* _SUPPLIED RECORDS_:
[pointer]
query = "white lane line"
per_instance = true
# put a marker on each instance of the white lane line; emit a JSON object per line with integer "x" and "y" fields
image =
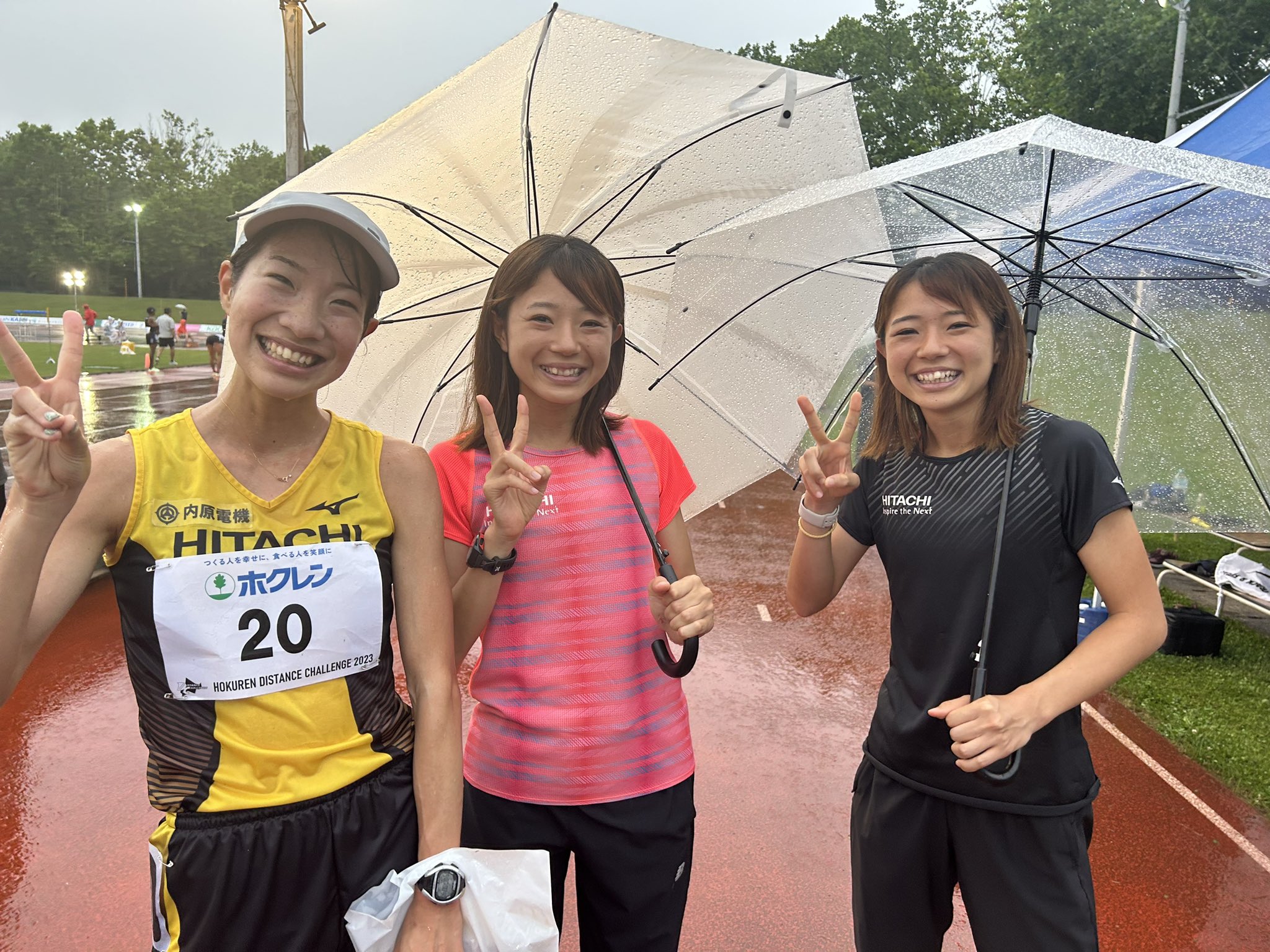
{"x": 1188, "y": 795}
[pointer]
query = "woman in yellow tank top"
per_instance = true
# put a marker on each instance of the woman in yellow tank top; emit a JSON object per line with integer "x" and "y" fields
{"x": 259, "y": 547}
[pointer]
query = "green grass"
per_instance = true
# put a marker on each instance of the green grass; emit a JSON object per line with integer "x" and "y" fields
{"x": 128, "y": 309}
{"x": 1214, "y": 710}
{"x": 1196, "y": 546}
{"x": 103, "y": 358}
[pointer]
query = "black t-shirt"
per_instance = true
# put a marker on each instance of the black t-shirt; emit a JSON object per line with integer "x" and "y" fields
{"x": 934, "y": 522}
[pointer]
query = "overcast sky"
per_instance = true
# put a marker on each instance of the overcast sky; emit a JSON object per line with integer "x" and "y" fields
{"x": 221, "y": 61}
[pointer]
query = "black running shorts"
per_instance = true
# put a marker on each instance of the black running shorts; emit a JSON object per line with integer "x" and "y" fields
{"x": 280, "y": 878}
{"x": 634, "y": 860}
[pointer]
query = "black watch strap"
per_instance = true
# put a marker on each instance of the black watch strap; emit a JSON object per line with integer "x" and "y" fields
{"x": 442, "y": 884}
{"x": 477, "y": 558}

==

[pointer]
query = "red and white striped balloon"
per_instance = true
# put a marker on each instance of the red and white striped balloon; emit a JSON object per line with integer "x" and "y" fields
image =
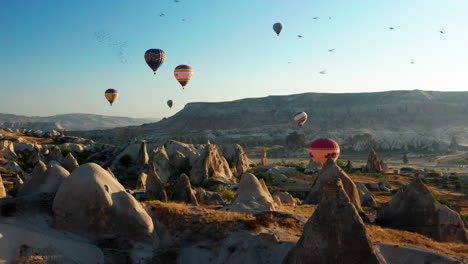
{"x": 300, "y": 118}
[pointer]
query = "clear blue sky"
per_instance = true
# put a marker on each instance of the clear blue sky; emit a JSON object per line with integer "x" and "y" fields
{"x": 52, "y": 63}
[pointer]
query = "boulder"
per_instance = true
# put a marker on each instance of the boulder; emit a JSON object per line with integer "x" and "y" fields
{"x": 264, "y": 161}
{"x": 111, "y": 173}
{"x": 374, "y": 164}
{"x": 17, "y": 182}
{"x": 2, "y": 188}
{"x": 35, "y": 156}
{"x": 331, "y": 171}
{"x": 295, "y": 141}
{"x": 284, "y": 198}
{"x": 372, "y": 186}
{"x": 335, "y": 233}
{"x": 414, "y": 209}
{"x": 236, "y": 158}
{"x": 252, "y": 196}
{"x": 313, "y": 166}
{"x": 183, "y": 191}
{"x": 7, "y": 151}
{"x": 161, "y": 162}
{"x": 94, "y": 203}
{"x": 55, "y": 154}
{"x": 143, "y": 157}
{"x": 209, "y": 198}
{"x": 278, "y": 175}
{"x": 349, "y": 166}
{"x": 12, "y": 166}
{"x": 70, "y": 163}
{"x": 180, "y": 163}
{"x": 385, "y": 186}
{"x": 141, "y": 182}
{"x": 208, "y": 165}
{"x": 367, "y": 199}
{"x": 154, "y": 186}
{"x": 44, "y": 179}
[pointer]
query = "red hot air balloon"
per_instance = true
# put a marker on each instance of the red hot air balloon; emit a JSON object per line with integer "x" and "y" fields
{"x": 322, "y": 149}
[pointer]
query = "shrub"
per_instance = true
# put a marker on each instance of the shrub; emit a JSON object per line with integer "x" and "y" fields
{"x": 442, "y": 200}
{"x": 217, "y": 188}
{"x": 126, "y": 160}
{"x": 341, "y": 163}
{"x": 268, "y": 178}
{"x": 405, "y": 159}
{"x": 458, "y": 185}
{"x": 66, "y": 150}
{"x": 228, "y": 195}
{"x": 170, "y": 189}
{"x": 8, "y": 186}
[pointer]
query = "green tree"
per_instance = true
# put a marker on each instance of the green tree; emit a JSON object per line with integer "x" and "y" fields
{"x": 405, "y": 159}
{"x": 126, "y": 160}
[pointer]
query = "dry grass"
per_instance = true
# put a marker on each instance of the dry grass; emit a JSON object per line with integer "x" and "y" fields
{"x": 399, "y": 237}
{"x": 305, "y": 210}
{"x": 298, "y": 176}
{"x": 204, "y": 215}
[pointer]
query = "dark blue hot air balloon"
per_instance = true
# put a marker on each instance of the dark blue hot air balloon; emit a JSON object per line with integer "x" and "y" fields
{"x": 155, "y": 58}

* _WHAT TO PRODUCE_: Return, in full, every line of these entries that holds "striped".

* _YOUR SOLUTION_:
query = "red and white striped balloon"
# put a marker on each instance of the red and white striped balloon; emit a JSON object per line with integer "x" and "y" fields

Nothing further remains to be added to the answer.